Excerpts from location labeling data:
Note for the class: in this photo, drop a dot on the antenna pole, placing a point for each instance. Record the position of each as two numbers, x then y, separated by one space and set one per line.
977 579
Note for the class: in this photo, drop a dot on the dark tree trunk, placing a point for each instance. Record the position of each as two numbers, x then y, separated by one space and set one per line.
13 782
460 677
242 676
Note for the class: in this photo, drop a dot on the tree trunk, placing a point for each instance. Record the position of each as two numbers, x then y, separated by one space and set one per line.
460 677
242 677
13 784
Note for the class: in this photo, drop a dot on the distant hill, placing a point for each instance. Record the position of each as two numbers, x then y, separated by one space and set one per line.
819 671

_Exercise brief:_
Could you transcribe every line of the items above, keeping each character unchanged?

_The completed task:_
Note for the class: in this photo, drop a dot on the antenna pole, placing a point for each instance. Record the position of each as two numbers, x then y, separated by one space and set one per line.
977 579
Note for the class: in this photo, drop a dot on the dark tree trunk, placing a point for each instance. Record the position of each as two numbers, x then y, separated by one space and set one per line.
13 782
460 677
242 676
Note for the class: in this photo, drop a dot on the tree trunk, placing a point for each instance. Record the position of each as two numbers, x then y, separated by one space and set one per line.
460 677
242 677
13 784
Note for the class: in this photo, drop a dot on the distant hill, placing a point for each instance. Record the position of each as two numbers, x then y, separated by one space and set one per line.
819 671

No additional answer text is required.